# [EXTRACTED TEXT]
----

Only-children may be more at risk of obesity than youngsters with brothers and sisters, research suggests.
Scientists from the University of Oklahoma looked at the BMI of 68 five-to-seven year olds.
Of the 27 only-children, 37% were obese. This is compared to 10% of the 41 youngsters with brothers or sisters.
Childhood obesity is a big problem, with more than one in five youngsters in the UK carrying too much weight when they start school, Government data shows.
This rises to one in three by the time they leave primary school.
And in the US, 13.7 million (18.5%) of two-to-19 year olds are obese, according to the Centers for Disease Control and Prevention.
Childhood obesity has been linked to everything from high cholesterol and blood pressure to bone problems and breathing difficulties.
Heavy youngsters may also endure bullying and face a higher risk of obesity as adults, according to Public Health England.
To learn more about obesity’s “triggers”, the Oklahoma scientists asked the children’s mothers to note what they ate over three days - two weekdays and one weekend.
Teachers also reported what the children ate while at school.
Based on this, the youngsters were given a healthy eating score out of four.
Results - published in the Journal of Nutrition Education and Behavior - show the only-children scored worse when it came to food intake, drink choice and exercise.
They were also more likely to eat meals in front of the TV than at the table.
So-called “distracted eating” has been linked to greater calorie intake and a propensity to snack.
This is thought to be due to the eater being distracted by their TV, computer or phone, preventing them “noticing” they are full.
The only-children were also more likely to have obese mothers than those with siblings, the results show. Fathers were not included in the study.

----

# [THE DATA]
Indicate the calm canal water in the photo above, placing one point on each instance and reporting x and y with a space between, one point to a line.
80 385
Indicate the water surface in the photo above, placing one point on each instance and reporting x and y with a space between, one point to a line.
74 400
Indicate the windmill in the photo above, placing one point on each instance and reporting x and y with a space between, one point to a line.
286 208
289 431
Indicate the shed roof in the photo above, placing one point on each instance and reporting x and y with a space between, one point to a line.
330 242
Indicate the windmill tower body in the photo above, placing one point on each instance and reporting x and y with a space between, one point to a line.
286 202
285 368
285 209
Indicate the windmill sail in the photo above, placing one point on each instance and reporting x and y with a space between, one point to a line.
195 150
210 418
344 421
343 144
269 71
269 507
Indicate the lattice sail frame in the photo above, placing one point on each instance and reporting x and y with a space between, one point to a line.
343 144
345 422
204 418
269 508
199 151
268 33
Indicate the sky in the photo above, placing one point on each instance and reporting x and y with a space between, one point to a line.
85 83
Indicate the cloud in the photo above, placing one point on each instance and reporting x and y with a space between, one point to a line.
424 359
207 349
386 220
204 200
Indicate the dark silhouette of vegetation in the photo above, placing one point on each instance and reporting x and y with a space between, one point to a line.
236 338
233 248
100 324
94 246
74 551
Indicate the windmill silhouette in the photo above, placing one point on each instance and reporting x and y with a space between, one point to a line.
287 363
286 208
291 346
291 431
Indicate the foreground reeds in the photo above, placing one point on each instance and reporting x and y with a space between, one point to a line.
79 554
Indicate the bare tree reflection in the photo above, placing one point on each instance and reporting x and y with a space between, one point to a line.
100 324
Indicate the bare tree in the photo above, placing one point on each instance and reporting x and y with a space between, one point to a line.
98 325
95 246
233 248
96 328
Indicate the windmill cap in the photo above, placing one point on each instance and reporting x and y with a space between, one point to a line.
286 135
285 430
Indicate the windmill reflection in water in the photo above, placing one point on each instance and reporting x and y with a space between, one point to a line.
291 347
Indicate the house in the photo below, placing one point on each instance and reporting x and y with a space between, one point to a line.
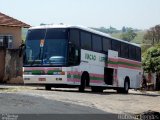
10 40
10 31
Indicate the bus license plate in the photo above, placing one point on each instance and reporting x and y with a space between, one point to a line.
42 79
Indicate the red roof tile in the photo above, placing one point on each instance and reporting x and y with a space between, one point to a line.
9 21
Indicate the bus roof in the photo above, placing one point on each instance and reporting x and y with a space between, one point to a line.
82 28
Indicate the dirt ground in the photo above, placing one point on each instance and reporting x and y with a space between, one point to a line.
109 101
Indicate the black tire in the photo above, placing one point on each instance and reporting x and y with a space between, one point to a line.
126 87
83 83
47 87
97 89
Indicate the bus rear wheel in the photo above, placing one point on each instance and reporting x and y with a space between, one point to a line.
47 87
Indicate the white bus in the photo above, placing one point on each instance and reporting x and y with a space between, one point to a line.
77 56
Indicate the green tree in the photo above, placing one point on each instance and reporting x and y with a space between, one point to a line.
152 35
129 35
151 59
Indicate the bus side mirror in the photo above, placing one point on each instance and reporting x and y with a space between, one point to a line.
21 49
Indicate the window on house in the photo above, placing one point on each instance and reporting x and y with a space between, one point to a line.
6 41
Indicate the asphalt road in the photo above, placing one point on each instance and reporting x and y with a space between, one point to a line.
37 101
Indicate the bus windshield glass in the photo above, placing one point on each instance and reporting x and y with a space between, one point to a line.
46 47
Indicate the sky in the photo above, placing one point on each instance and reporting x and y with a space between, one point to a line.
141 14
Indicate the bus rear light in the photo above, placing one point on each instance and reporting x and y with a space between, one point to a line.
62 73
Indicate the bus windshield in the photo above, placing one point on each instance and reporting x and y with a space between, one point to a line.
46 47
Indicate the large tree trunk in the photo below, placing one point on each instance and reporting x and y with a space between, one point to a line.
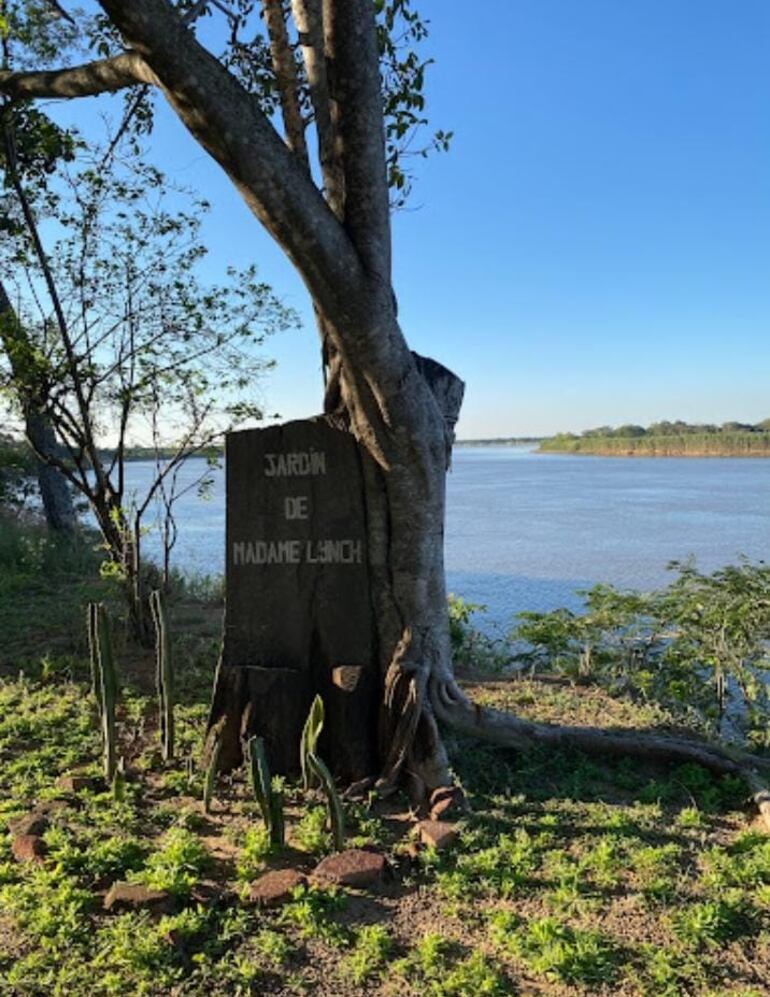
381 723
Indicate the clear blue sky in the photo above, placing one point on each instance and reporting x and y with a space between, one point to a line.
596 246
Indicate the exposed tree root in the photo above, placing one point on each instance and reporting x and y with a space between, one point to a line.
452 707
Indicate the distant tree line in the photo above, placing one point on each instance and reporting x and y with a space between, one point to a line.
677 428
668 439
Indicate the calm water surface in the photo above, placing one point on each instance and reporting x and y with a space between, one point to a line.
526 530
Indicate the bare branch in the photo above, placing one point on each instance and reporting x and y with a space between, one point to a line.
356 105
309 24
228 122
286 77
102 76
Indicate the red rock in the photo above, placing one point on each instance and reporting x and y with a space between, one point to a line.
354 867
133 896
208 893
447 802
28 848
437 834
34 823
274 888
75 783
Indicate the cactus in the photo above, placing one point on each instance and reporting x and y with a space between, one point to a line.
333 800
164 674
309 741
277 825
105 683
270 799
119 781
93 647
211 774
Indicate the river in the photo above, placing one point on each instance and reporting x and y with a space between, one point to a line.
527 530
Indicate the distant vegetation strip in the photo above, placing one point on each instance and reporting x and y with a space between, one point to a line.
667 439
501 441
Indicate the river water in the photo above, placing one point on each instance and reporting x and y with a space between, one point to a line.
528 531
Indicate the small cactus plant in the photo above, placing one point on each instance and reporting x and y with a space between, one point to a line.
164 674
268 796
211 774
104 683
308 744
333 800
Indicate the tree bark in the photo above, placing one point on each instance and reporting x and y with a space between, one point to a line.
55 492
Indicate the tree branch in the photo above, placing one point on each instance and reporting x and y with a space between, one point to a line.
286 77
102 76
228 122
356 103
309 24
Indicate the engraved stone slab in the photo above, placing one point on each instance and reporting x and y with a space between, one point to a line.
299 614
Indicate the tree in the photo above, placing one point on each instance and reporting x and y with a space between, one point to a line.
336 232
53 487
128 342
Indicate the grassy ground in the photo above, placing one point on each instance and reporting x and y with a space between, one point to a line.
570 877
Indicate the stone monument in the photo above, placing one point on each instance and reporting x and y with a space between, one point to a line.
298 618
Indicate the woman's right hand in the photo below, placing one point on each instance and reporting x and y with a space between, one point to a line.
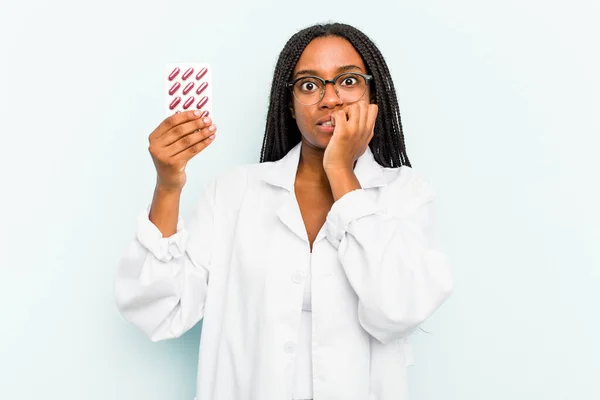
174 142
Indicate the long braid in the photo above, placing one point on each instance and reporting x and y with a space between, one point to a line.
281 132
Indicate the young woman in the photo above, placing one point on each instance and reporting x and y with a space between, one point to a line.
309 269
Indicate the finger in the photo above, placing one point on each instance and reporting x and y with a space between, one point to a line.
173 121
179 131
188 141
191 151
339 118
364 127
372 112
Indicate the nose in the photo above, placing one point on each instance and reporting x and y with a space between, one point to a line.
330 97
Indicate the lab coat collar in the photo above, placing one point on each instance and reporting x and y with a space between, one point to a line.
282 173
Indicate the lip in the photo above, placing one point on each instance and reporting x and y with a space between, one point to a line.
325 129
326 118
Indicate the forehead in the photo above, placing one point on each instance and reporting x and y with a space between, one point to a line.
327 54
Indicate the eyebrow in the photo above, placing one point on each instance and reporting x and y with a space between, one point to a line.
339 70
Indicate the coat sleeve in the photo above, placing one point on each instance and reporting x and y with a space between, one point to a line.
387 248
161 283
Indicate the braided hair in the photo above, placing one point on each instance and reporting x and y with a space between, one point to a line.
282 133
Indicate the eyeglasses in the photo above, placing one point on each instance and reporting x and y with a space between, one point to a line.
349 86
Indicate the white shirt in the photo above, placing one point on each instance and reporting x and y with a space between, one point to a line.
241 264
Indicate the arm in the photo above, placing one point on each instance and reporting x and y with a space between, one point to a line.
389 253
161 282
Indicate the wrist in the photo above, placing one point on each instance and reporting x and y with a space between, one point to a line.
167 190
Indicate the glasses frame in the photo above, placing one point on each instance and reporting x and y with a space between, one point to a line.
290 85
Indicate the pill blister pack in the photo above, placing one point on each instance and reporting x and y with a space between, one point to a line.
188 87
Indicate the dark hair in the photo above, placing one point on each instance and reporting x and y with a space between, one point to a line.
282 133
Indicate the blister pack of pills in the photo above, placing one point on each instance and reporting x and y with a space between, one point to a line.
188 87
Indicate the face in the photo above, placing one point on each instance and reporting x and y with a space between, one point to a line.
325 57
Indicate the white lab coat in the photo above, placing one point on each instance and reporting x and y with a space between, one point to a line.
240 263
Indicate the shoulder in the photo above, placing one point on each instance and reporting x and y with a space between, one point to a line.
233 182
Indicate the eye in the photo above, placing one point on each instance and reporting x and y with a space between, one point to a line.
308 85
349 80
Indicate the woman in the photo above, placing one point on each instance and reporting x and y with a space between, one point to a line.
308 269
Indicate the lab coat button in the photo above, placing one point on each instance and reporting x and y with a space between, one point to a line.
298 277
174 250
289 347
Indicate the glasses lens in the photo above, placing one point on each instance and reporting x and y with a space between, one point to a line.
350 87
308 90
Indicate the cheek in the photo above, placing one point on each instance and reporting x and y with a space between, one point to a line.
303 117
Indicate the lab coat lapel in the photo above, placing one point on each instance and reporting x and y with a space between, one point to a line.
282 173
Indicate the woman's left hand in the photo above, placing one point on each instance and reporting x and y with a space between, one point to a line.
354 128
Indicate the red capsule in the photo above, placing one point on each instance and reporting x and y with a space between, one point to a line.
201 73
187 73
202 87
202 102
188 87
174 88
188 102
174 103
174 73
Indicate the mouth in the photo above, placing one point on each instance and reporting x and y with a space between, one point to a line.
326 121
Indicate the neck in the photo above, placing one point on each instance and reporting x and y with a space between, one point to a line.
310 167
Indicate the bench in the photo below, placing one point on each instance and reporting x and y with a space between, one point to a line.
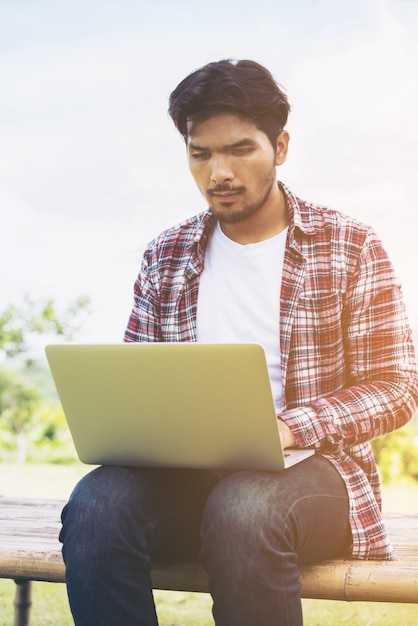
29 551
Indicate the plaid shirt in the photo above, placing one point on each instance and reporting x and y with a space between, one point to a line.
349 369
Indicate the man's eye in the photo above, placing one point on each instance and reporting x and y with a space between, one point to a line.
200 156
242 151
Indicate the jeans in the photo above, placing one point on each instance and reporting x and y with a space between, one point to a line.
250 529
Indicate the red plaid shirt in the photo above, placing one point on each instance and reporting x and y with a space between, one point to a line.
349 369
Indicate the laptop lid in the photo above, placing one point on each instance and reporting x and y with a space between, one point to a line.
170 405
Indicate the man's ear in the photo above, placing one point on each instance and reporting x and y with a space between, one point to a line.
282 147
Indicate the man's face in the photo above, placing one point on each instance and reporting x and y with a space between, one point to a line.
234 165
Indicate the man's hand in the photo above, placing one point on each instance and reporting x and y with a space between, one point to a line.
286 436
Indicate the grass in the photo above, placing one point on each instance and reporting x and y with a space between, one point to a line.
50 606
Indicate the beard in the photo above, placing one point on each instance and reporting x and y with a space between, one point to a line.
225 211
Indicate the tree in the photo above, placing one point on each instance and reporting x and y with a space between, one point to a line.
19 399
19 323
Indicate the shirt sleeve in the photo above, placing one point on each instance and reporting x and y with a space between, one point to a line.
382 387
144 321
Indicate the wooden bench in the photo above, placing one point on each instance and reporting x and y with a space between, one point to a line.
29 550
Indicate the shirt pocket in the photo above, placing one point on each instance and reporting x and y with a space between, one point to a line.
318 337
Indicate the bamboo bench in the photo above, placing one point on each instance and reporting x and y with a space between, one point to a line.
29 551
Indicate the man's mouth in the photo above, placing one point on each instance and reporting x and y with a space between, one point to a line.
226 194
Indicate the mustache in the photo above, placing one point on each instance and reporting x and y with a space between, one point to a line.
225 188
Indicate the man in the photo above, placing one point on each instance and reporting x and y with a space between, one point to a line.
318 291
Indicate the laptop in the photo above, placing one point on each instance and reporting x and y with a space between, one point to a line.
190 405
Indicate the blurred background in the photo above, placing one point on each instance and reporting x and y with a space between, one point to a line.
91 167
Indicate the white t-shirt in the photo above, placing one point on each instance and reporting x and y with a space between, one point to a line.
239 297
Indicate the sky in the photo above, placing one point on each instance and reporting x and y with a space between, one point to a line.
91 167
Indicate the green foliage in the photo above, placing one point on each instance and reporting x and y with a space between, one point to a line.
18 401
24 427
19 323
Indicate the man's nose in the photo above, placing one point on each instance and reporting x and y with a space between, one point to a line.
221 170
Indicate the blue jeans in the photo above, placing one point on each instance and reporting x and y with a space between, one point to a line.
251 530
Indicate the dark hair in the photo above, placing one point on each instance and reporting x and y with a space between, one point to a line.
240 87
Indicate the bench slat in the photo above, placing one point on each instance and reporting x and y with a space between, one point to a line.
29 549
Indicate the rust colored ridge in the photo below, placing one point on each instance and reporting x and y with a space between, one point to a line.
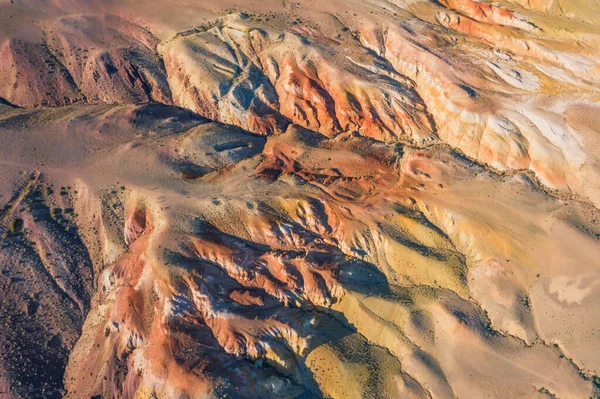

----

# [THINGS TO DO]
a: Name every device the article on only-children and obesity says can distract someone who is eating.
b: Please translate this sentence from the article on only-children and obesity into Spanish: "They were also more likely to eat meals in front of the TV than at the table."
c: Carry the article on only-children and obesity forward from its last sentence.
You can set the material aside; none of it is needed here.

# [TASK RESULTS]
a: TV, computer, phone

b: También era más probable que comieran delante del televisor que en la mesa.

c:
Maternal obesity influenced the children’s BMI and waist circumference “much more strongly” than whether the youngsters had siblings or not, the scientists said.
Having an obese mother was also found to increase the youngsters’ intake of “empty calories”.
Empty calories are found in foods with little nutritional value but a high amount of fat or sugar.
Obesity among parents has repeatedly being linked to the same condition in their children.
The relatives may be genetically predisposed to carry too much weight or the parents may “pass on” their unhealthy eating habits to their children in the meals they prepare.
The scientists did not speculate on why only-children are more at risk of obesity, however, having their parents’ undivided attention may lead to them being spoilt with fatty treats.
The team are calling on experts to combat childhood obesity by targeting parents.
“Nutrition professionals must consider the influence of family and siblings to provide appropriate and tailored nutrition education for families of young children,” lead author Dr Chelsea Kracht said.
“Efforts to help all children and families establish healthy eating habits and practices must be encouraged.”
The scientists are investigating whether changing “family and household dynamics” could influence a child’s eating habits and obesity risk.